(Records from a dataset)
————

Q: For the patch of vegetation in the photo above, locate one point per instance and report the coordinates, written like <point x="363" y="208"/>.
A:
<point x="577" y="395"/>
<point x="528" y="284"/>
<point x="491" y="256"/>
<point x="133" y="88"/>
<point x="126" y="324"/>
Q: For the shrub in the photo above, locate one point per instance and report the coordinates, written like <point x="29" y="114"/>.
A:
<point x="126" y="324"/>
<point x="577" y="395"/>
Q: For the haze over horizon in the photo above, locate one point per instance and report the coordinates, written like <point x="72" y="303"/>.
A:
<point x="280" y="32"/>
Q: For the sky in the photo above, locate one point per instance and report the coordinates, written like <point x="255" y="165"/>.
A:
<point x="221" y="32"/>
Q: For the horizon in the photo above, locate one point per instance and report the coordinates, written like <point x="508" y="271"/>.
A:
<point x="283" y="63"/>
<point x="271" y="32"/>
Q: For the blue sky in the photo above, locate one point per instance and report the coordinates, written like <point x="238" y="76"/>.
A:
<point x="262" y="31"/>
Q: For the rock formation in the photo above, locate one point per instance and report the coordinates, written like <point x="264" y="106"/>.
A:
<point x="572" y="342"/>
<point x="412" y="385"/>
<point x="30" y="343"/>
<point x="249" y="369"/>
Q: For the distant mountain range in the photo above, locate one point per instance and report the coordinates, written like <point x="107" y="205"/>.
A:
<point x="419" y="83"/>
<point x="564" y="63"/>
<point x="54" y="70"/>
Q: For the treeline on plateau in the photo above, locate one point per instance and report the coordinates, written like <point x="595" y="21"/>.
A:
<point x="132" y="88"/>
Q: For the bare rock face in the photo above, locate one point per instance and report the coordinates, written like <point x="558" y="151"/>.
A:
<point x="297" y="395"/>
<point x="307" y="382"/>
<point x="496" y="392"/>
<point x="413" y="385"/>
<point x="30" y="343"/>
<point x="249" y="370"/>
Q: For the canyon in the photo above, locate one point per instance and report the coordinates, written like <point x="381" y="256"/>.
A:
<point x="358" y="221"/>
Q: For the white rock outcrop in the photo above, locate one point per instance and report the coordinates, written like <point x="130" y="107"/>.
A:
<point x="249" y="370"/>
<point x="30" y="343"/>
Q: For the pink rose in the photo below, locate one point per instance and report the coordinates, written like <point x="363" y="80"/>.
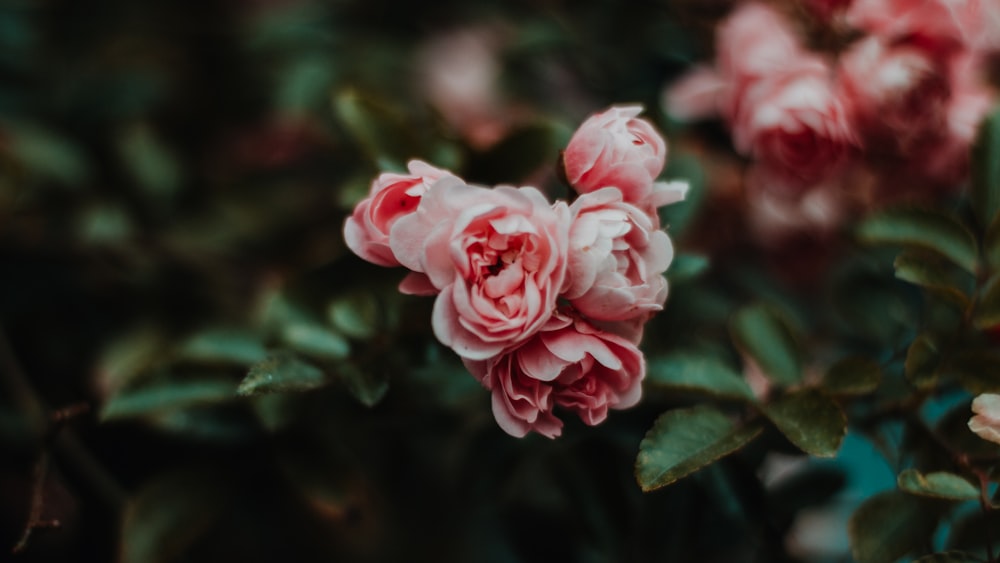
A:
<point x="615" y="148"/>
<point x="795" y="127"/>
<point x="899" y="93"/>
<point x="498" y="257"/>
<point x="571" y="365"/>
<point x="617" y="258"/>
<point x="986" y="422"/>
<point x="755" y="42"/>
<point x="391" y="196"/>
<point x="935" y="24"/>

————

Exercise details ▸ An exact repetition of all the records above is required, excluding the pictures.

Response area ▸
Q: For the patch of vegetation in the photo above, locate one point per instance and report the coordinates, written like <point x="363" y="208"/>.
A:
<point x="577" y="395"/>
<point x="528" y="284"/>
<point x="491" y="256"/>
<point x="133" y="88"/>
<point x="126" y="324"/>
Q: For the shrub in the photo above, locate one point per instance and report the coordinates, written like <point x="29" y="114"/>.
A:
<point x="126" y="324"/>
<point x="577" y="395"/>
Q: For the haze over horizon in the photo above, locate one point per instance and report the coordinates, written like <point x="72" y="303"/>.
A:
<point x="280" y="32"/>
Q: For the sky in the photo above, locate one point per instance and report the coordinates, written like <point x="255" y="165"/>.
A:
<point x="221" y="32"/>
Q: For the horizon in the photo above, locate one point per instance and report the coordinates, written like <point x="508" y="271"/>.
A:
<point x="283" y="63"/>
<point x="271" y="32"/>
Q: For the blue sky in the photo above, locate one point per instance and report the coordinates, written like <point x="238" y="76"/>.
A:
<point x="262" y="31"/>
Q: For the rock formation in the photo above, locate one point per instance and report the coordinates, written like <point x="264" y="106"/>.
A:
<point x="572" y="342"/>
<point x="412" y="385"/>
<point x="30" y="343"/>
<point x="249" y="369"/>
Q: For the distant mountain range in the photo above, locate one point per instance and report the coordinates, written like <point x="107" y="205"/>.
A:
<point x="419" y="83"/>
<point x="564" y="63"/>
<point x="54" y="70"/>
Q: For the treeline on plateau in the photo above, locate one point per instance and report the coordinates, written like <point x="595" y="21"/>.
A:
<point x="132" y="88"/>
Q: For the bare rock face in the photo above, locate one point per instance and report the coordinates, written like <point x="558" y="151"/>.
A:
<point x="297" y="395"/>
<point x="307" y="382"/>
<point x="496" y="392"/>
<point x="413" y="385"/>
<point x="30" y="343"/>
<point x="249" y="370"/>
Q: For the canyon in the photo above, locate one point per instance and report the coordinates, written like <point x="381" y="256"/>.
A:
<point x="358" y="221"/>
Q: For the white rock outcrop in the photo above, locate one point per instance and report the coordinates, written like <point x="130" y="107"/>.
A:
<point x="249" y="370"/>
<point x="30" y="343"/>
Q: For the pink rose in the photo below, locate one point per instance and report the coordinates, written like <point x="363" y="80"/>.
A:
<point x="615" y="148"/>
<point x="795" y="127"/>
<point x="899" y="93"/>
<point x="498" y="257"/>
<point x="571" y="365"/>
<point x="617" y="258"/>
<point x="986" y="422"/>
<point x="755" y="42"/>
<point x="391" y="196"/>
<point x="935" y="24"/>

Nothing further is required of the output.